[Data for processing]
※ ※ ※
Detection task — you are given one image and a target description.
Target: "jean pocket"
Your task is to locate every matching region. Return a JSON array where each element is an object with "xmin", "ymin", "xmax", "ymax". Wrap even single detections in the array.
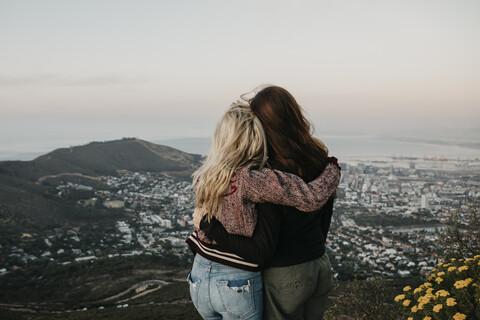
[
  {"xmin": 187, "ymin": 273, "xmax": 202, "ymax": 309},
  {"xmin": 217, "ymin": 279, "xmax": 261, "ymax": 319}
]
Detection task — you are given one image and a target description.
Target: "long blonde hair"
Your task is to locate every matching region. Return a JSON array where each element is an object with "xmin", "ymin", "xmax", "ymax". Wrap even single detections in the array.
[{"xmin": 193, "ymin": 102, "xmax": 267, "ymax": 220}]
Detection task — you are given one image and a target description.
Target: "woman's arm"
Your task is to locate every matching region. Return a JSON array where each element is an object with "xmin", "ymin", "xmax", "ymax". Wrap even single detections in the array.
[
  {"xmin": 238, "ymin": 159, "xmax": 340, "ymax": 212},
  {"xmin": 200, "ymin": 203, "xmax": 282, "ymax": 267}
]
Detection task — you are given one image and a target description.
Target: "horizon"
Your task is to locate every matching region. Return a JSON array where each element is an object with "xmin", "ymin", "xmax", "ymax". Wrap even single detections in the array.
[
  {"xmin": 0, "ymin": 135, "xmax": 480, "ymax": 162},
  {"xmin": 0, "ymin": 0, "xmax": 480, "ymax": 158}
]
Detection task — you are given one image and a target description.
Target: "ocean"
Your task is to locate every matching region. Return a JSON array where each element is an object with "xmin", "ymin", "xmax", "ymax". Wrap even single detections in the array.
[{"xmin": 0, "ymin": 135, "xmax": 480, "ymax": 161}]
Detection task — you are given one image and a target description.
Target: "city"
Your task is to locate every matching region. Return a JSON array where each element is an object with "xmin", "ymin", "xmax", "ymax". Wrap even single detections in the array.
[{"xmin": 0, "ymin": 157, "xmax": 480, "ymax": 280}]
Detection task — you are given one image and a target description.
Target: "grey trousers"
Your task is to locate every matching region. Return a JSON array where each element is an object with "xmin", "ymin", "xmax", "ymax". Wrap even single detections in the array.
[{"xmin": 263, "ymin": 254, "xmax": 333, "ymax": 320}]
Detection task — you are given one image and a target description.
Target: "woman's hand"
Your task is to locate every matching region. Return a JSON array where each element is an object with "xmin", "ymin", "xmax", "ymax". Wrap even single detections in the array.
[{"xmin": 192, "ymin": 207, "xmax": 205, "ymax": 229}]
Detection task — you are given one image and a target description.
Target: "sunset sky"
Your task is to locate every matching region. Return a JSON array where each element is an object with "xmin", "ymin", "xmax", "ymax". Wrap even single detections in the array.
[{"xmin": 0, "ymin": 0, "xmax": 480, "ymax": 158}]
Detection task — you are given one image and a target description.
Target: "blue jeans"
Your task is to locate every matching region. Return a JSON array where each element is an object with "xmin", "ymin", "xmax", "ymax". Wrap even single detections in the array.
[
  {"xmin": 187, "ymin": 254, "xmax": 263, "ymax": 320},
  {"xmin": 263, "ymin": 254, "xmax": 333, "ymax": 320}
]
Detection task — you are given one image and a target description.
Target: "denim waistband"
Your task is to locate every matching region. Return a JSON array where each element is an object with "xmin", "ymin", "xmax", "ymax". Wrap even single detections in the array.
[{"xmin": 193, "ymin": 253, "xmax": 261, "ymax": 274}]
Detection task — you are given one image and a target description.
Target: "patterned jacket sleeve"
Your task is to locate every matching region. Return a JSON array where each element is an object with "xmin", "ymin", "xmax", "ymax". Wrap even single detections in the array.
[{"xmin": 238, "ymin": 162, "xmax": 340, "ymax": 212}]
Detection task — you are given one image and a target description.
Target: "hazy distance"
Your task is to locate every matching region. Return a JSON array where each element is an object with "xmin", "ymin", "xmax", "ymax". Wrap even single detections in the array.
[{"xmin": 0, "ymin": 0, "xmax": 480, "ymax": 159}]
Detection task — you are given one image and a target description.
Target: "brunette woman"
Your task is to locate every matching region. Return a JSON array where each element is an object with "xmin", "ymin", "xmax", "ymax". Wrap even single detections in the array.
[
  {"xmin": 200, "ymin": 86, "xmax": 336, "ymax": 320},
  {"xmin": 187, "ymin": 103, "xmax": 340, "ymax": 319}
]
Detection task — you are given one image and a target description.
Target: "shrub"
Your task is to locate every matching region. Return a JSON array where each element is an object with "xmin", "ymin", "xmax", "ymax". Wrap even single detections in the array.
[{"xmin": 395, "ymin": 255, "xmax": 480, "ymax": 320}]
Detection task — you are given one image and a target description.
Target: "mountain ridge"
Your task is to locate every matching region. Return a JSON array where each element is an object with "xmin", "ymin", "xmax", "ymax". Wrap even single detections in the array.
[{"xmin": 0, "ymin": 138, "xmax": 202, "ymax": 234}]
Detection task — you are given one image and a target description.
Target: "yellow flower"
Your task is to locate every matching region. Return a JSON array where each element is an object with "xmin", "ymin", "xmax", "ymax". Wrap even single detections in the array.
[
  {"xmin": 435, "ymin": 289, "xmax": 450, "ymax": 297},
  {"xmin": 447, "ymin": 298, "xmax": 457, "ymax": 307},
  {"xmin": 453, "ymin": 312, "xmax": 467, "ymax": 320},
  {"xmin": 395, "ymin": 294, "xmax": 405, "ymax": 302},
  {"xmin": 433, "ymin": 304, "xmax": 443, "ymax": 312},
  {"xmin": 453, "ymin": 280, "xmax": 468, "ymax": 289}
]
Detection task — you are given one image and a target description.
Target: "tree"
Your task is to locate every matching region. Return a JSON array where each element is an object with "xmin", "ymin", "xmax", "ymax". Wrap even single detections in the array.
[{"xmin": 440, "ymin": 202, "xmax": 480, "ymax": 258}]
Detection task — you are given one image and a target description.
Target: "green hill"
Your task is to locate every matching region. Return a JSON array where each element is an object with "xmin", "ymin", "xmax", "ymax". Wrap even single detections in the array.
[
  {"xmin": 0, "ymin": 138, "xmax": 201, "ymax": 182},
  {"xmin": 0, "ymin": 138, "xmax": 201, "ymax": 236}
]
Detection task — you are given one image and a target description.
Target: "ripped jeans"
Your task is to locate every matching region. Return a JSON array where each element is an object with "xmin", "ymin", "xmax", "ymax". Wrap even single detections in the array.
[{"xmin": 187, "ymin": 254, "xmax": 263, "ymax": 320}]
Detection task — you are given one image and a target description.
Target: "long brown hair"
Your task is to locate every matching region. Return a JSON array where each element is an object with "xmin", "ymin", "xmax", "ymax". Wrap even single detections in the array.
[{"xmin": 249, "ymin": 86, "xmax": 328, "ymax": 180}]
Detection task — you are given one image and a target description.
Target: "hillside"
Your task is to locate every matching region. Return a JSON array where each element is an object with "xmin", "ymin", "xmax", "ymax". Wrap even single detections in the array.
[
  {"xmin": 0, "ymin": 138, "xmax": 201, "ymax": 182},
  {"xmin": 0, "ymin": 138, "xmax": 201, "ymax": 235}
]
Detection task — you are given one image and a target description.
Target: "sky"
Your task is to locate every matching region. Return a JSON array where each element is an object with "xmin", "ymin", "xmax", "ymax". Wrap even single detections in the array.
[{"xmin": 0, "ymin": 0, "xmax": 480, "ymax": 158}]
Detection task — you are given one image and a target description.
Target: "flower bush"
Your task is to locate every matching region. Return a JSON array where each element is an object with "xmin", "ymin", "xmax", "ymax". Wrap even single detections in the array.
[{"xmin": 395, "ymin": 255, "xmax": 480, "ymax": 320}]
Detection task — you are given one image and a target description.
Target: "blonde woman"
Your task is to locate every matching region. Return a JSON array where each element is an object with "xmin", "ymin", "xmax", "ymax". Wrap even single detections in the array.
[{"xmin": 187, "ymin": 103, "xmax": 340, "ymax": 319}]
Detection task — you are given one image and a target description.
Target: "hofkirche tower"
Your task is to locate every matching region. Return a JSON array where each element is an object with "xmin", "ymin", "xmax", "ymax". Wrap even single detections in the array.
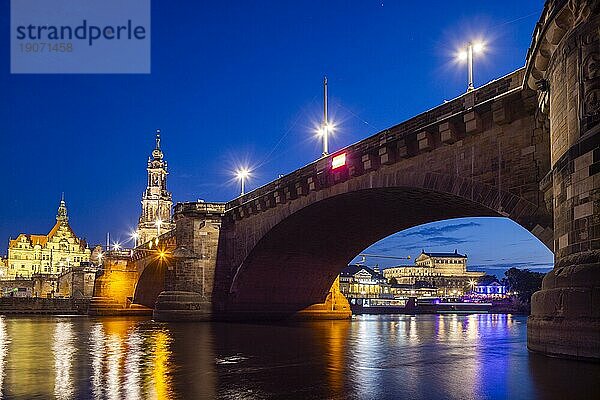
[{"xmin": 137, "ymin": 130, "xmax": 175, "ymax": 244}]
※ ※ ※
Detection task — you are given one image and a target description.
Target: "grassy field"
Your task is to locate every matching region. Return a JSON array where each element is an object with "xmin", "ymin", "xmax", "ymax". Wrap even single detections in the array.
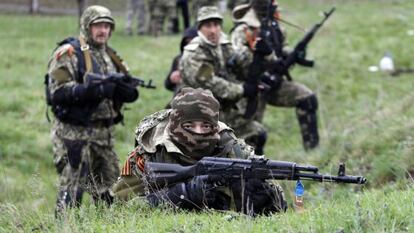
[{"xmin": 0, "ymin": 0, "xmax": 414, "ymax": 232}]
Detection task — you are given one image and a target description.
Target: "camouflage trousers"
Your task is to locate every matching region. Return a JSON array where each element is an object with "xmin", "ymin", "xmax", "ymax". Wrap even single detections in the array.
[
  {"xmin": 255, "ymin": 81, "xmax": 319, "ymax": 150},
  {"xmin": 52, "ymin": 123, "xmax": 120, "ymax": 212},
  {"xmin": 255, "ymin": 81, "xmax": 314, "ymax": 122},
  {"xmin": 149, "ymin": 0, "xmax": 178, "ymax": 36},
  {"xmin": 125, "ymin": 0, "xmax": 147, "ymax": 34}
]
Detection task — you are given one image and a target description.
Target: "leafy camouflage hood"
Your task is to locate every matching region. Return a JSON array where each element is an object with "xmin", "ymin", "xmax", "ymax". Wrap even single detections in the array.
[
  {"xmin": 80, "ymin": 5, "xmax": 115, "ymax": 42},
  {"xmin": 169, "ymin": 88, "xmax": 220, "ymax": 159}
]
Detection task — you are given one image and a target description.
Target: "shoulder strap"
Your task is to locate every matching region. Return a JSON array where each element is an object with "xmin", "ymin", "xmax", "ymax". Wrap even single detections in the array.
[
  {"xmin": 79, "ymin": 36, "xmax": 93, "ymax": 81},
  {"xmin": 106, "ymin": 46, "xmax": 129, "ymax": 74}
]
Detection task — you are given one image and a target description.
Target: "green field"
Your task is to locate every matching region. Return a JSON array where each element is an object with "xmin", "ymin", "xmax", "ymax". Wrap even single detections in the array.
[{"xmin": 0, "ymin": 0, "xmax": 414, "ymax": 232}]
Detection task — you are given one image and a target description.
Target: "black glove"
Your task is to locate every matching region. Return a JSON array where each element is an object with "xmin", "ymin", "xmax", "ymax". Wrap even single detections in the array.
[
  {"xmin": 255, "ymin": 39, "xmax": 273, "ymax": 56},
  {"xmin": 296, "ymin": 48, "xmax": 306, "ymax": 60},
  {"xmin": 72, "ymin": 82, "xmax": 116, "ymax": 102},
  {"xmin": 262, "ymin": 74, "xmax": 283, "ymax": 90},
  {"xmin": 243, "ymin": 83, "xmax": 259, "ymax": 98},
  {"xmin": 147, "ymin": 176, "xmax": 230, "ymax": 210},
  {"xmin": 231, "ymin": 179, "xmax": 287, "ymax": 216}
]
※ ※ ※
[Exercise task]
Pick out each line of the entries above that contains the word "flower".

[Result below]
Target: "yellow flower"
Target: "flower bush"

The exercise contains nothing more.